Lanjutkan teks di bawah ini tentang sistematika dan kebahasaan kritik dan esai, mulai dari sesudah kalimat terakhirnya.

Teks Sumber:
>>

3.6 Menganalisis sistematika dan kebahasaan kritik dan esai

Selasa, 26 JAnuari 2021

Sistematika dan Kebahasaan dalam Kritik dan Esai 

Kritik sastra adalah karangan yang ditujukan untuk menanggapi suatu hal. 

- Esai adalah karangan pribadi tentang apa saja. Ketika menulis kritik dan esai, kita perlu memperhatikan sistematika dan kaidah kebahasaan. 

Berikut ini penjelasan singkat sistematika dan kebahasaan kritik dan esai: Dalam Keterampilan Menulis (2016) karya H Dalman, mengarang adalah proses pengungkapan gagasan, ide, angan-angan, dan perasaan yang disampaikan. Melalui unsur-unsur bahasa (kata, kelompok kata, kalimat, paragraf, dan wacana yang utuh) dalam bentuk tulisan. Karangan kritik akademis maupun nonakademis memiliki kesamaan, yaitu berisi tanggapan atau komentar mengenai obyek atau subyek tertentu.  

Sistematika dan kebahasaan kritik sastra 

Berikut ini sistematika kritik sastra, yaitu: 

1.Interpretasi: membaca dan menafsirkan makna yang didapat setelah membaca atau menelaah hal yang akan dikritik. Menafsirkan makna juga dapat dilihat berdasarkan unsur-unsur yang membangunnya.

<<

Data yang Diberikan:
>>

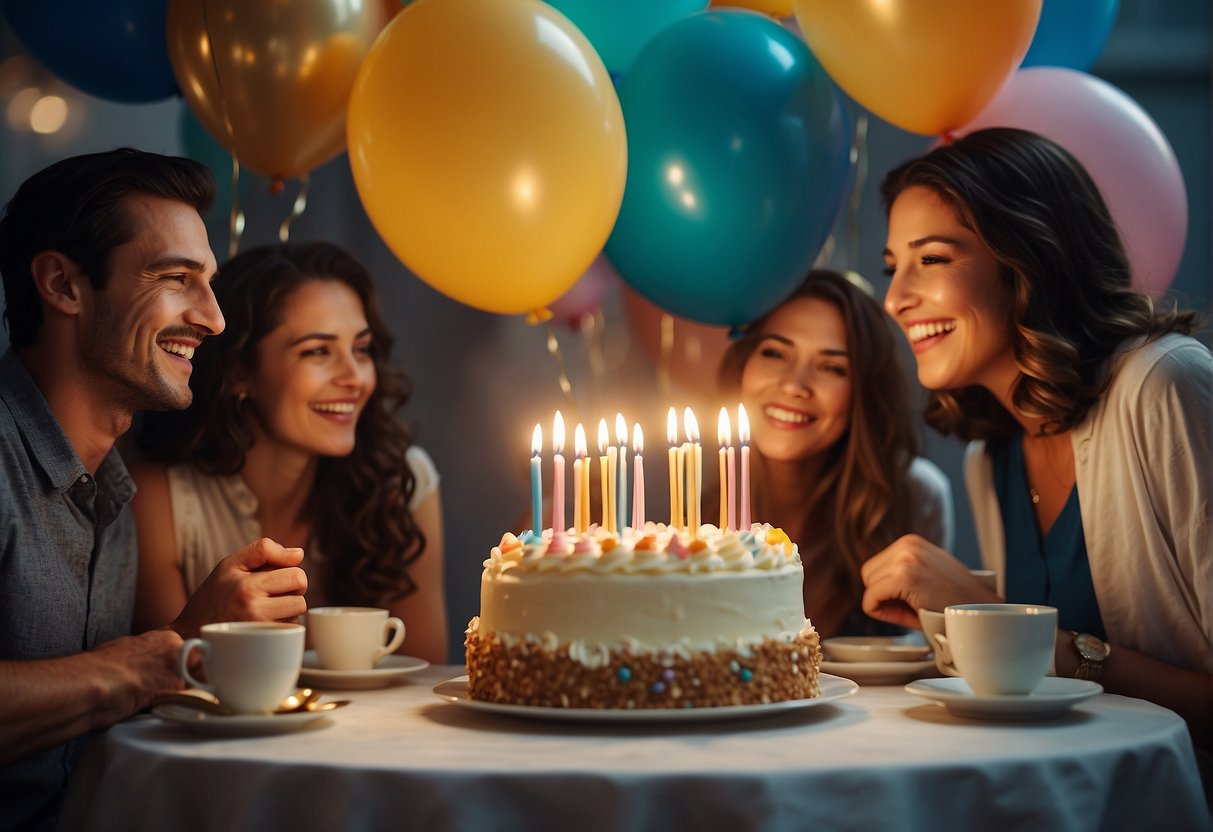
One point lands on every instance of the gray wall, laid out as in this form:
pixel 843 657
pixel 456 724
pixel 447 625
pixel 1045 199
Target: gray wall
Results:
pixel 482 380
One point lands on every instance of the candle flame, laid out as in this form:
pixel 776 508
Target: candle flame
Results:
pixel 558 433
pixel 724 428
pixel 690 425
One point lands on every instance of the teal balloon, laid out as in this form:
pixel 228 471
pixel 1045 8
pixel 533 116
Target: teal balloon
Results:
pixel 1071 33
pixel 620 28
pixel 198 144
pixel 738 163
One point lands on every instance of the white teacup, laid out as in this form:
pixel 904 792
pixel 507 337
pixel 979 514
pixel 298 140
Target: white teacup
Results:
pixel 1000 649
pixel 250 666
pixel 353 638
pixel 933 621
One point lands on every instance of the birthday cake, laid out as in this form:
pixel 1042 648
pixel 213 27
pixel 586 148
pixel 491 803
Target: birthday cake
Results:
pixel 645 619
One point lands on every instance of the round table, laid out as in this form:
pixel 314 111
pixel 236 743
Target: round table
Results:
pixel 403 758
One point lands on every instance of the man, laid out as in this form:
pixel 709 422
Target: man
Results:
pixel 107 274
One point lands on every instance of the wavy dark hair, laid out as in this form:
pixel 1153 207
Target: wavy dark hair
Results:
pixel 78 206
pixel 359 503
pixel 864 488
pixel 1063 266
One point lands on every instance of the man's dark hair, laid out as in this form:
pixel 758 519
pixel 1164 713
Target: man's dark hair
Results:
pixel 77 208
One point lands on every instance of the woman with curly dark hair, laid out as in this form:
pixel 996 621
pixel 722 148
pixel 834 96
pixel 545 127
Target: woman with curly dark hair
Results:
pixel 295 434
pixel 1089 412
pixel 833 445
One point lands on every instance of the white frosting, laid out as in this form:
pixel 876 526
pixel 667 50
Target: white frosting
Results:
pixel 670 594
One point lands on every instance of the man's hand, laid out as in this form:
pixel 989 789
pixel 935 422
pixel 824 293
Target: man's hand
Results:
pixel 261 582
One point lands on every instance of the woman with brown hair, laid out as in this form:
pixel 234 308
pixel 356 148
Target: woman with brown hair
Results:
pixel 835 454
pixel 295 434
pixel 1088 409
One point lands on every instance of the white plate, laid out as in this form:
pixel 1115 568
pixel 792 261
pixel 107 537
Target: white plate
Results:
pixel 237 724
pixel 878 672
pixel 382 674
pixel 875 648
pixel 832 689
pixel 1052 697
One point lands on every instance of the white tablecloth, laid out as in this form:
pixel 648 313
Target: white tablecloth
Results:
pixel 881 759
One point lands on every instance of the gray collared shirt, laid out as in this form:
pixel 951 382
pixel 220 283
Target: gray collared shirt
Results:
pixel 68 563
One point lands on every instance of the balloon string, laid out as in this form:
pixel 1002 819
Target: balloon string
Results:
pixel 858 158
pixel 235 220
pixel 284 231
pixel 553 347
pixel 593 329
pixel 667 353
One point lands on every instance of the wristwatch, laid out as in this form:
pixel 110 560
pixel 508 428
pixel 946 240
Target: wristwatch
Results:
pixel 1092 653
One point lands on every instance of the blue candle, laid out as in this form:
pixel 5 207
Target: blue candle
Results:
pixel 536 482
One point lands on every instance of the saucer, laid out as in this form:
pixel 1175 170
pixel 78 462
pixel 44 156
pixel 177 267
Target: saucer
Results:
pixel 832 689
pixel 875 648
pixel 1051 699
pixel 388 670
pixel 878 672
pixel 237 724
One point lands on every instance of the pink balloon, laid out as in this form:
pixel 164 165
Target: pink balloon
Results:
pixel 586 295
pixel 1120 146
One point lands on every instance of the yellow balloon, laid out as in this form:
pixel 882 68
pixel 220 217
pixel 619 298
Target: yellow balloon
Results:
pixel 488 148
pixel 773 7
pixel 271 80
pixel 924 66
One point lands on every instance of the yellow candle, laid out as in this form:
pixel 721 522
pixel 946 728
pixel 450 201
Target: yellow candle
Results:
pixel 579 493
pixel 694 472
pixel 603 440
pixel 675 472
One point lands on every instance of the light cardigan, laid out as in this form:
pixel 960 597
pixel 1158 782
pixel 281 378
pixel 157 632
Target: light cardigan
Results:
pixel 1143 462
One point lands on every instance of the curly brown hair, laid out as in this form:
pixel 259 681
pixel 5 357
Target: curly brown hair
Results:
pixel 864 488
pixel 359 503
pixel 1063 266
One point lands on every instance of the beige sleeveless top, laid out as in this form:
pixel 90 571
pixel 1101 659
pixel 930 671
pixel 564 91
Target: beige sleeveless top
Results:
pixel 212 517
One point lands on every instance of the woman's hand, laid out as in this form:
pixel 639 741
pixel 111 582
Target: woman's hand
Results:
pixel 915 574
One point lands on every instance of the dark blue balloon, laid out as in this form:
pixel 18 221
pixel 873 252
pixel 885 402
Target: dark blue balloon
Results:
pixel 738 159
pixel 1071 33
pixel 109 49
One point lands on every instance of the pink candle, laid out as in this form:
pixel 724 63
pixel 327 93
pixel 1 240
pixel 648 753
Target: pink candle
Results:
pixel 558 474
pixel 637 477
pixel 744 436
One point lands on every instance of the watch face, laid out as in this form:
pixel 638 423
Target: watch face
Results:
pixel 1091 648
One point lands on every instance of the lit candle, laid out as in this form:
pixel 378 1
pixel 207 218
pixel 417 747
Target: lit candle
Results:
pixel 675 472
pixel 558 474
pixel 605 459
pixel 536 480
pixel 580 512
pixel 621 484
pixel 637 477
pixel 744 496
pixel 694 472
pixel 722 433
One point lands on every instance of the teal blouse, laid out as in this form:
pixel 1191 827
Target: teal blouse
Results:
pixel 1052 569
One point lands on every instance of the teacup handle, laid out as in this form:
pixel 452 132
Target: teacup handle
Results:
pixel 944 660
pixel 204 648
pixel 396 627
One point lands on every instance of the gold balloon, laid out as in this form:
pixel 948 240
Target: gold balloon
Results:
pixel 489 149
pixel 271 80
pixel 924 66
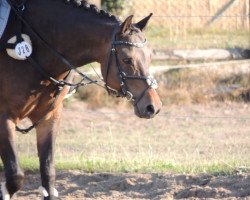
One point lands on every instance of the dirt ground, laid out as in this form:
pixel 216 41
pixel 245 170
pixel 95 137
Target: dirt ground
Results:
pixel 79 185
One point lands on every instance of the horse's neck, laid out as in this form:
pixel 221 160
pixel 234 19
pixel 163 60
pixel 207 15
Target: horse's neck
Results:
pixel 81 36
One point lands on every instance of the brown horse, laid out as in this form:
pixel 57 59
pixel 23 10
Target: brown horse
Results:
pixel 30 88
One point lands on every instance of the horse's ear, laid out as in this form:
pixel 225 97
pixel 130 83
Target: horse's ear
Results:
pixel 126 24
pixel 143 23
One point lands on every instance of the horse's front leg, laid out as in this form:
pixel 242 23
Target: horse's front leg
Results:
pixel 13 173
pixel 46 135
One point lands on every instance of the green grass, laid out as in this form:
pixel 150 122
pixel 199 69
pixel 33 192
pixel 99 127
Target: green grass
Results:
pixel 164 38
pixel 142 166
pixel 101 142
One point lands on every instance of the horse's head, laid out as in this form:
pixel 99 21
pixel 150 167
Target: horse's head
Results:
pixel 127 72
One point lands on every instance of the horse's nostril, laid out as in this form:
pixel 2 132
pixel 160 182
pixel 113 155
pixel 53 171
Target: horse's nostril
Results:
pixel 150 110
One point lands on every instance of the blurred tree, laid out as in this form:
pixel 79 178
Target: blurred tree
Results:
pixel 114 6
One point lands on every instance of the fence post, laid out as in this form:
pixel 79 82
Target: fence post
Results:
pixel 96 2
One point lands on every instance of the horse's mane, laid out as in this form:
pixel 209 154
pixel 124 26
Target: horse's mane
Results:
pixel 92 8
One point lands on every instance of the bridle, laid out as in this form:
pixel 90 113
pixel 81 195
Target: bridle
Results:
pixel 124 89
pixel 124 92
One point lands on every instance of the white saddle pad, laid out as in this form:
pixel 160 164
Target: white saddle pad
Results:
pixel 4 15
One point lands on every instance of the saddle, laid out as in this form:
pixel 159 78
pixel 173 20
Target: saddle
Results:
pixel 4 15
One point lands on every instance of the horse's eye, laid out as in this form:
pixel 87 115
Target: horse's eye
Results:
pixel 128 61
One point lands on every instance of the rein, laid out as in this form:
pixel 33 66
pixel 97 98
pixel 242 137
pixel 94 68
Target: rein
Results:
pixel 60 84
pixel 124 91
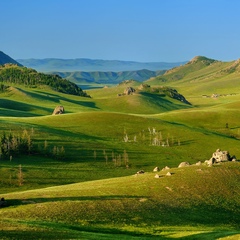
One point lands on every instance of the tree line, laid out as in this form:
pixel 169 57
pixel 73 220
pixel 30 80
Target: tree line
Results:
pixel 13 74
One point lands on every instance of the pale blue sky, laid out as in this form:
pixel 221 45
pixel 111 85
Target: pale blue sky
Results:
pixel 137 30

<<

Jawaban Soal:
2. Analisis: menelaah mana saja yang menjadi kelemahan dan kelebihannya. Analisis harus dilakukan berdasarkan data yang terdapat objek atau subjek yang dikritik, dengan metode dan teori yang berkaitan. 

Penulisan kritik harus obyektif, sehingga gaya kepenulisan dan pandangan pribadi penulis harus dibatasi. Kritik dapat menjadi koreksi atau penilaian. Oleh sebab itu, penulisannya sebisa mungkin dapat dicerna dengan baik oleh khalayak. 

Kritik menekankan pada detail dan terdapat kaidah kebahasaan tersendiri. Sehingga seringkali tidak dapat dibaca dengan santai seperti esai. 

Berikut ini beberapa kaidah kebahasaan kritik:

1. Menekankan pada detail sehingga memakai kalimat kompleks. Terdiri dari anak kalimat dan induk kalimat. 

2. Penggunaan kalimat konteks membutuhkan konjungsi atau kata penghubung. 

3. Bahasa baku sesuai kaidah bahasa Indonesia dan Ejaan Yang Disempurnakan (EYD). Dalam beberapa kritik akademik, penulisan kritik menyerupai karya ilmiah. 

4. Gaya bahasanya menekankan pada argumentasi dan eksposisi. 

5. Dilengkapi dengan rujukan atau referensi.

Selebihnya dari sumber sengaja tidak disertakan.